■ **What is required**: Find each line in the items below that contains the word "snow", and copy every such line in full.

◇ ◇ ◇

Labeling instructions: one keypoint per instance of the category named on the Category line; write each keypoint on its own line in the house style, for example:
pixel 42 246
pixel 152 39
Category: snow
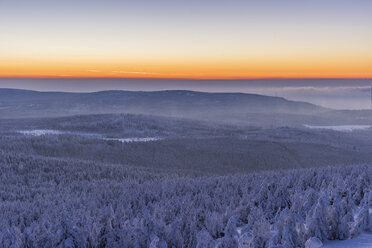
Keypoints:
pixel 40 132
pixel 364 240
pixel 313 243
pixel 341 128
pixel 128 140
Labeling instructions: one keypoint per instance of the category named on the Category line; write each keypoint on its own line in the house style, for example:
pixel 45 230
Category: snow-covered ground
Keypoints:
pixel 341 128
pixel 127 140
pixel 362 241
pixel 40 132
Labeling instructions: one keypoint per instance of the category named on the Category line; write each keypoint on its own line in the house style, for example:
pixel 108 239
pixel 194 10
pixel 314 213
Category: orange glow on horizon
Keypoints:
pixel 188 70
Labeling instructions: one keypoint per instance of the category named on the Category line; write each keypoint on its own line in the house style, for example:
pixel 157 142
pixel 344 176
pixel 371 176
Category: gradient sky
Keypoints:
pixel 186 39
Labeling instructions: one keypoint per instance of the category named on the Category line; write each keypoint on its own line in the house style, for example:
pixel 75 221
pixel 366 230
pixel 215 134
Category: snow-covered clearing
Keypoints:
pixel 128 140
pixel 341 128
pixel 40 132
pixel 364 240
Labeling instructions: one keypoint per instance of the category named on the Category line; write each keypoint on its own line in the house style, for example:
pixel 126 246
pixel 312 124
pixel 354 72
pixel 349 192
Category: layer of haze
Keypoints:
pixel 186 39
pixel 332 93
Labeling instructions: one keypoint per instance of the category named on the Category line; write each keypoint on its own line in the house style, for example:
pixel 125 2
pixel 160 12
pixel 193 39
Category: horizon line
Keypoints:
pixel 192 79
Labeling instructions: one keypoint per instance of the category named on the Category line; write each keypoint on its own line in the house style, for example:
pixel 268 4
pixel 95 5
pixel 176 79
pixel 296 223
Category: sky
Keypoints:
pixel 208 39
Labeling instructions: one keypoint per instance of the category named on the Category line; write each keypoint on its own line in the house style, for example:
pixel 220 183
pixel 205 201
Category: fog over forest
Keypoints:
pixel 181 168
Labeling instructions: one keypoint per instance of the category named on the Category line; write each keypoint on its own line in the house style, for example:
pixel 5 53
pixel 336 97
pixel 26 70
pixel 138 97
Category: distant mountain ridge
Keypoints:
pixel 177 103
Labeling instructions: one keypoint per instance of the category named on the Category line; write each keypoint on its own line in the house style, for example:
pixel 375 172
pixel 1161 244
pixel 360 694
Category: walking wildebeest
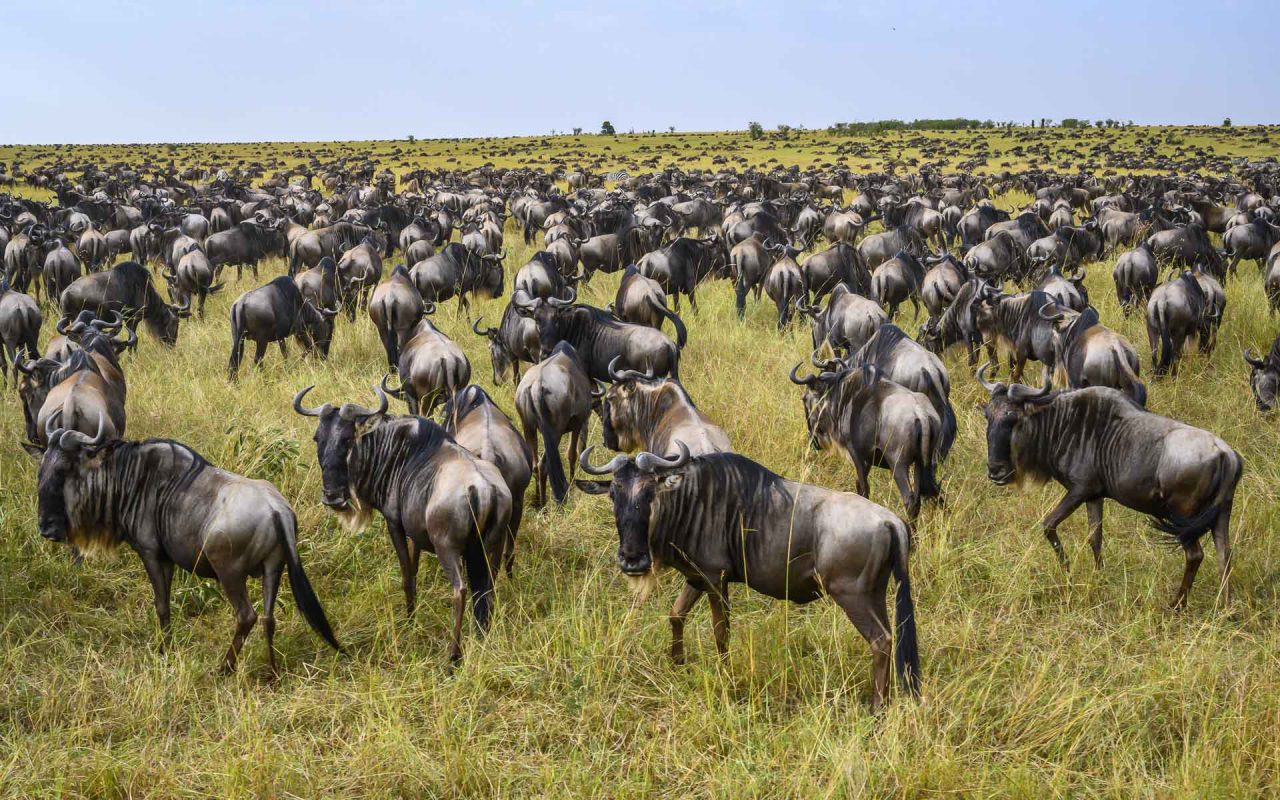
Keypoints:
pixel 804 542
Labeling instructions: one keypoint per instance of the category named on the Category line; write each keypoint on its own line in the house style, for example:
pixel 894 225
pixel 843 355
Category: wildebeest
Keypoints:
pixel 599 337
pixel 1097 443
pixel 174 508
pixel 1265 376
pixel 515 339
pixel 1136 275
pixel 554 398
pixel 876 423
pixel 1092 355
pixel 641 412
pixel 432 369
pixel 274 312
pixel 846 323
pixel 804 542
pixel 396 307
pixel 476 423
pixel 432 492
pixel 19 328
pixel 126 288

◇ ◇ ◇

■ **Response to the task**:
Category: snow
Category: snow-covered ground
Category: snow-covered clearing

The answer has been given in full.